*Complete the following*:
1. From the passage on logging, list every sentence that contains the word "logger" or "loggers" in any capitalization.
2. According to the passage on logging, where does a log message go when a logger has no handler attached?
3. Repeat the part of the passage on logging from "I am writing" up to and including "this to you!".

*Source passage*:
I am writing this blog post because, as most of us have discovered, using logging is not quite as straightforward as we were led to believe. In particular you might find yourself in the situation where you feel you have set up your logging yet when you run your code nothing appears in your terminal window. Print doesn’t do this to you!

Loggers are arranged in a hierarchy. Loggers have handlers which are the things that cause a log to generate output to a device. If no log is specified then a default log called the root log is used. A logger has a name and the hierarchy is defined by the dots in the name, all the way “up” to the root logger. Any logger can have a handler attached to it, if no handler is attached then any log message is passed to the parent logger.

*Given entries*:
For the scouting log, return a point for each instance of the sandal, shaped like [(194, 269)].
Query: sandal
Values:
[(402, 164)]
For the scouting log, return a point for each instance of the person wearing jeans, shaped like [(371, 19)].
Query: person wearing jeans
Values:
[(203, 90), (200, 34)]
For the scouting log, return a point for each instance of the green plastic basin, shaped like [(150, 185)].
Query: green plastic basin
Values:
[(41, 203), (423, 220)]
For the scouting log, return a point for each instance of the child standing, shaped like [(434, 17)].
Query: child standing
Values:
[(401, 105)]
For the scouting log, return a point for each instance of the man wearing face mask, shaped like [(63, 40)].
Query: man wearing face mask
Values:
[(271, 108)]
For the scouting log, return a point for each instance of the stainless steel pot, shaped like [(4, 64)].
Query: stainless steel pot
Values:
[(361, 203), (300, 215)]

*Worked solutions*:
1.
- Loggers are arranged in a hierarchy.
- Loggers have handlers which are the things that cause a log to generate output to a device.
- A logger has a name and the hierarchy is defined by the dots in the name, all the way “up” to the root logger.
- Any logger can have a handler attached to it, if no handler is attached then any log message is passed to the parent logger.

2. It is passed to the parent logger.

3.
I am writing this blog post because, as most of us have discovered, using logging is not quite as straightforward as we were led to believe. In particular you might find yourself in the situation where you feel you have set up your logging yet when you run your code nothing appears in your terminal window. Print doesn’t do this to you!